- Directive -
Rewrite every line of these rows with "position of each" changed to "location of each" and nothing else altered, leaving out the picture lines.

- Extracted material -

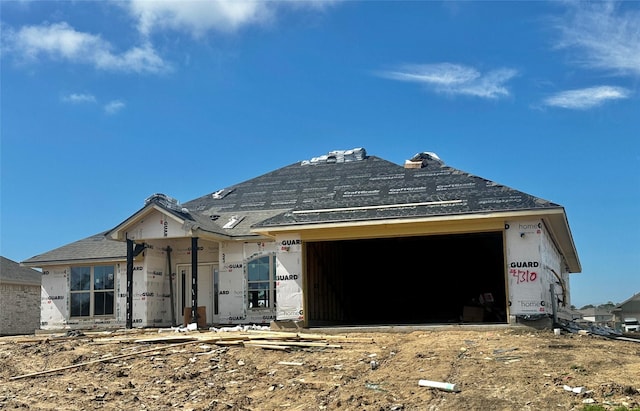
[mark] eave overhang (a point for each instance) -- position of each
(555, 219)
(72, 261)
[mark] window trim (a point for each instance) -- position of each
(92, 292)
(271, 301)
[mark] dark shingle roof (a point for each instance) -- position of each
(368, 189)
(13, 273)
(327, 189)
(96, 247)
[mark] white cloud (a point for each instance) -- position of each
(79, 98)
(114, 106)
(455, 79)
(586, 98)
(61, 41)
(604, 36)
(198, 17)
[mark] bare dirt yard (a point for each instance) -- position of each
(497, 368)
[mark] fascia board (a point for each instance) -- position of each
(447, 224)
(272, 231)
(117, 233)
(83, 261)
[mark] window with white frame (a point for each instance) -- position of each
(261, 274)
(92, 291)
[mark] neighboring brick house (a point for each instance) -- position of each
(628, 308)
(341, 239)
(19, 298)
(597, 315)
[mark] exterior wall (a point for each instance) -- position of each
(152, 303)
(289, 278)
(20, 308)
(54, 298)
(54, 304)
(232, 294)
(531, 257)
(251, 251)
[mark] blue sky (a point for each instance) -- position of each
(104, 103)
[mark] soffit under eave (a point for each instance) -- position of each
(451, 224)
(87, 261)
(441, 225)
(118, 233)
(563, 239)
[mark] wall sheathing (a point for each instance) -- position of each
(289, 278)
(531, 255)
(19, 313)
(55, 298)
(153, 303)
(232, 294)
(254, 250)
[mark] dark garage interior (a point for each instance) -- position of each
(409, 280)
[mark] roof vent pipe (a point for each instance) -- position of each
(421, 160)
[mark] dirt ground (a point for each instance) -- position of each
(495, 369)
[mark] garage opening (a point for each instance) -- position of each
(439, 279)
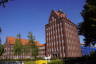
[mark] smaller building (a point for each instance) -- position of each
(10, 42)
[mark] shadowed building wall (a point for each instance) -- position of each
(62, 38)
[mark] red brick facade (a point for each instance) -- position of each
(9, 54)
(62, 38)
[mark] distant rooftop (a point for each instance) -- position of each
(11, 40)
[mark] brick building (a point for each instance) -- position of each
(62, 38)
(8, 46)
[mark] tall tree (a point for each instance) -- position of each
(1, 49)
(87, 28)
(1, 46)
(18, 47)
(0, 37)
(34, 47)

- Written reply -
[mark] eave overhang (a point for each instance) -- location of each
(555, 219)
(72, 261)
[mark] window trim (a point for each instance) -- location of each
(92, 292)
(271, 301)
[mark] dark shingle roof (a point for each instance) -- location of each
(368, 189)
(13, 273)
(327, 189)
(96, 247)
[mark] white cloud (a point for each instance) -- location of each
(79, 98)
(114, 106)
(455, 79)
(586, 98)
(61, 41)
(604, 36)
(198, 17)
[mark] bare dirt yard (a point for each instance) -- location of each
(497, 368)
[mark] fascia board (a point for each instance) -- location of each
(447, 224)
(272, 231)
(117, 233)
(83, 261)
[mark] window with white frame (a point for each instance) -- location of each
(261, 274)
(92, 291)
[mark] neighboring brick house (a point for each instance) -- location of each
(628, 308)
(341, 239)
(19, 298)
(597, 315)
[mark] exterior wall (a point for each instance) -- location of each
(152, 303)
(289, 278)
(20, 308)
(54, 298)
(54, 304)
(232, 294)
(531, 257)
(251, 251)
[mark] blue sky (a point for each instance) -- location of each
(104, 103)
[mark] soffit under eave (a point for each instance) -- location of each
(451, 224)
(87, 261)
(441, 225)
(118, 233)
(563, 239)
[mark] wall sheathing (a point for each instance) -- location of each
(289, 278)
(531, 255)
(19, 313)
(55, 298)
(153, 303)
(232, 294)
(254, 250)
[mark] dark garage interior (a point for each instance) -- location of each
(409, 280)
[mark] roof vent pipe (a point for each instance) -- location of each
(421, 160)
[mark] dirt ground (a point for each instance) -- location of each
(495, 369)
[mark] garage opening (a point for each instance) -- location of each
(439, 279)
[mark] smaller building (a point for each instance) -- location of each
(10, 42)
[mark] shadowed building wall (a point for each instance) -- location of each
(62, 38)
[mark] red brick facade (a point for each instance) -- location of each
(9, 54)
(62, 38)
[mark] distant rooftop (a point for each instance) -- location of each
(11, 40)
[mark] brick building (a point for each instance) -- location of each
(62, 38)
(8, 46)
[mark] tall tree (a point for each instance) -- location of each
(1, 49)
(87, 28)
(1, 46)
(18, 47)
(0, 37)
(34, 47)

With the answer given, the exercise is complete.